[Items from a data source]
▬▬▬▬▬▬▬▬▬▬

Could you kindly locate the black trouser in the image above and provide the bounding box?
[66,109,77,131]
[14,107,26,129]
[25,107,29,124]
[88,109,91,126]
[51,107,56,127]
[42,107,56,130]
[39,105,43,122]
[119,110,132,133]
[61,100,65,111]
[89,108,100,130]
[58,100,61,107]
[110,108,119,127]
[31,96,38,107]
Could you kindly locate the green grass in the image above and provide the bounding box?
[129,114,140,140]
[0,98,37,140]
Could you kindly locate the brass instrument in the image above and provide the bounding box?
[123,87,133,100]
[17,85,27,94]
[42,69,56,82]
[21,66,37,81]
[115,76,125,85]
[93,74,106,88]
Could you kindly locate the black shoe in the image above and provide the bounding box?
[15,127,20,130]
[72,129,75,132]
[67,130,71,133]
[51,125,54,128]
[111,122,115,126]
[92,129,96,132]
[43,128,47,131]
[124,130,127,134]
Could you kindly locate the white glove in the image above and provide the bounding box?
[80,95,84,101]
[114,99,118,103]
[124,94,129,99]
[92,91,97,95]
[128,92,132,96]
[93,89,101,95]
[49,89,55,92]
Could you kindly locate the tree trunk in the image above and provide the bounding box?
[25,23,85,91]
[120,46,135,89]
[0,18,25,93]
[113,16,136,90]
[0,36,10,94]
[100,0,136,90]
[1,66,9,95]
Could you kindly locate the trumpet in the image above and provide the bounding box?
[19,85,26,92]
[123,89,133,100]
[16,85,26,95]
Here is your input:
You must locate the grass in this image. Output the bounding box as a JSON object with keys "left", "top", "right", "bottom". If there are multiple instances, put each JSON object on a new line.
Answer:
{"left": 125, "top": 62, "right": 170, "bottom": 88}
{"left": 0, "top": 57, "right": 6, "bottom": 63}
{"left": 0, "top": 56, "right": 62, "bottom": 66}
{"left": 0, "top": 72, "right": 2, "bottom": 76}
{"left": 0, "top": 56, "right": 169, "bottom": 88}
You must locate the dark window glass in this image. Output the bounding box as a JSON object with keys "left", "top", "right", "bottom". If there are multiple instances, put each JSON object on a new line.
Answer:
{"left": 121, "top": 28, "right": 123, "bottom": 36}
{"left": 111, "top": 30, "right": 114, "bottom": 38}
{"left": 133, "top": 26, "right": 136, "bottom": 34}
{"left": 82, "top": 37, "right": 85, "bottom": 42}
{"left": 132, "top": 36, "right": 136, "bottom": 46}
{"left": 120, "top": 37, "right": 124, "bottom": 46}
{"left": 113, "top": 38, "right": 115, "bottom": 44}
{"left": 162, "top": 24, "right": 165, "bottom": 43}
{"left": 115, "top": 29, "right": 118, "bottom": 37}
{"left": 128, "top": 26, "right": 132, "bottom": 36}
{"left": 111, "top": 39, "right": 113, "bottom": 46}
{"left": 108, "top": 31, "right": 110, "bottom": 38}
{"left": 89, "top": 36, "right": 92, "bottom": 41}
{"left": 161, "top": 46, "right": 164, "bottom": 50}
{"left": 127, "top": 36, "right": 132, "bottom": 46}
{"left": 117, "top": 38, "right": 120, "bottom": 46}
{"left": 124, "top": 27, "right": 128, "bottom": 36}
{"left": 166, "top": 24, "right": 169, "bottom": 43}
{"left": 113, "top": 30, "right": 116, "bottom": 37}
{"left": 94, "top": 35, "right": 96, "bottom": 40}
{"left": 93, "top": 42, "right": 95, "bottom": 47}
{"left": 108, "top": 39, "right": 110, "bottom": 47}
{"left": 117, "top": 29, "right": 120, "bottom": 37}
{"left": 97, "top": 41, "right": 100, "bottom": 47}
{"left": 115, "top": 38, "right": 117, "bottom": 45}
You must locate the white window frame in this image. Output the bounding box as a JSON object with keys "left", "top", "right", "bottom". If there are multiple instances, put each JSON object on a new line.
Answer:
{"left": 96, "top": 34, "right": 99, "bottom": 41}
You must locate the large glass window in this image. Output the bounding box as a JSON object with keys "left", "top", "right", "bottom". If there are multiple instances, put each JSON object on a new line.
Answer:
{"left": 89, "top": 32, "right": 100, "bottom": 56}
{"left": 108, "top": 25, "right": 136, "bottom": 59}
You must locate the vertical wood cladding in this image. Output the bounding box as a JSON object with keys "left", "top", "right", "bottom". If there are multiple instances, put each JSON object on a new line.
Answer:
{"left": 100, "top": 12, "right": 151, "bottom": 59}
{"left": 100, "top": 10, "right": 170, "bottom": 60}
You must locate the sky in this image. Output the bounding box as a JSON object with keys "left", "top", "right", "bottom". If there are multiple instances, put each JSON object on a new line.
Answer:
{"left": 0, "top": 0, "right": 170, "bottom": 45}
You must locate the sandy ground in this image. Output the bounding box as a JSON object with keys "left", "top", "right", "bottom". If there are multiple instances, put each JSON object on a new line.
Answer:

▬▬▬▬▬▬▬▬▬▬

(EXERCISE OBJECTIVE) Copy every record again, keeping each word unchanged.

(REPLY TO THE EXERCISE)
Could you kindly locate the black trouser in the image above and provide the bounding box?
[66,109,77,131]
[14,107,26,129]
[25,107,29,124]
[88,109,91,126]
[51,107,56,127]
[42,107,56,130]
[39,105,43,122]
[119,110,132,133]
[61,100,65,111]
[89,108,100,130]
[58,100,61,107]
[110,108,119,127]
[31,96,38,107]
Could you kindly locate the green grass in the image above and provide the bounding box?
[129,114,140,140]
[0,98,37,140]
Could you kindly locate the brass instrument in the image above and provide the bounding box?
[123,87,133,100]
[17,85,27,94]
[42,69,56,82]
[21,66,37,81]
[115,76,125,85]
[93,74,106,88]
Could you kindly locate the black shoe in the image above and provide the bounding box?
[15,127,20,130]
[72,129,75,132]
[67,130,71,133]
[51,125,54,128]
[111,122,115,126]
[92,129,96,132]
[43,128,47,131]
[124,130,127,134]
Could you kindly locate the white glove in the image above and provide the bounding box?
[80,95,84,101]
[114,99,118,103]
[124,94,129,99]
[92,91,97,95]
[128,92,132,96]
[93,89,101,95]
[49,89,55,92]
Could you kindly locate the tree trunk in the image above and provide the bounding box?
[25,23,85,91]
[120,46,135,89]
[0,18,25,93]
[113,16,136,90]
[0,36,10,94]
[100,0,136,90]
[1,66,9,95]
Could you kindly locate the trumpet in the image above and provide the bounding box?
[19,85,26,92]
[123,89,133,100]
[16,85,26,95]
Here is your input:
You must locate the grass in this image. Output the bounding box as a JSON object with keys "left", "top", "right", "bottom". If there are multiple instances, put each JSON object on a new line.
Answer:
{"left": 125, "top": 62, "right": 170, "bottom": 88}
{"left": 0, "top": 57, "right": 6, "bottom": 63}
{"left": 0, "top": 56, "right": 62, "bottom": 66}
{"left": 0, "top": 72, "right": 2, "bottom": 76}
{"left": 0, "top": 56, "right": 169, "bottom": 88}
You must locate the dark window glass in this image. Output the bounding box as a JSON object with keys "left", "top", "right", "bottom". If there are multiple instances, put each JSON object on a new line.
Answer:
{"left": 121, "top": 28, "right": 123, "bottom": 36}
{"left": 111, "top": 30, "right": 114, "bottom": 38}
{"left": 133, "top": 26, "right": 136, "bottom": 34}
{"left": 82, "top": 37, "right": 85, "bottom": 42}
{"left": 132, "top": 36, "right": 136, "bottom": 46}
{"left": 120, "top": 37, "right": 124, "bottom": 46}
{"left": 113, "top": 38, "right": 115, "bottom": 44}
{"left": 162, "top": 24, "right": 165, "bottom": 43}
{"left": 115, "top": 29, "right": 118, "bottom": 37}
{"left": 128, "top": 26, "right": 132, "bottom": 36}
{"left": 111, "top": 39, "right": 113, "bottom": 46}
{"left": 108, "top": 31, "right": 110, "bottom": 38}
{"left": 89, "top": 36, "right": 92, "bottom": 41}
{"left": 161, "top": 46, "right": 164, "bottom": 50}
{"left": 127, "top": 36, "right": 132, "bottom": 46}
{"left": 117, "top": 38, "right": 120, "bottom": 46}
{"left": 124, "top": 27, "right": 128, "bottom": 36}
{"left": 166, "top": 24, "right": 169, "bottom": 43}
{"left": 113, "top": 30, "right": 116, "bottom": 37}
{"left": 94, "top": 35, "right": 96, "bottom": 40}
{"left": 93, "top": 42, "right": 95, "bottom": 47}
{"left": 108, "top": 39, "right": 110, "bottom": 47}
{"left": 117, "top": 29, "right": 120, "bottom": 37}
{"left": 97, "top": 41, "right": 100, "bottom": 47}
{"left": 115, "top": 38, "right": 117, "bottom": 45}
You must locate the white window frame in this image. Output the bounding box as a JSON object with keys "left", "top", "right", "bottom". If there are multiple instances, put each JSON object on a new line.
Answer:
{"left": 96, "top": 34, "right": 99, "bottom": 41}
You must locate the large glass window in this image. Output the bounding box as a JSON object with keys "left", "top", "right", "bottom". If there are multiple instances, put each JSON object on a new line.
Answer:
{"left": 89, "top": 32, "right": 100, "bottom": 56}
{"left": 108, "top": 25, "right": 136, "bottom": 59}
You must locate the vertical wood cladding in this image. Output the bounding box as a JSON object with keys "left", "top", "right", "bottom". If there are multiple instances, put each JSON object on a new line.
Answer:
{"left": 100, "top": 12, "right": 151, "bottom": 59}
{"left": 100, "top": 10, "right": 170, "bottom": 60}
You must locate the sky in this image. Output the bounding box as a JSON object with keys "left", "top", "right", "bottom". If there are multiple instances, put each JSON object on a new line.
Answer:
{"left": 0, "top": 0, "right": 170, "bottom": 45}
You must locate the sandy ground in this image. Output the bounding box as a JSON object with keys "left", "top", "right", "bottom". If there are multiple instances, put each JSON object on a new line.
Answer:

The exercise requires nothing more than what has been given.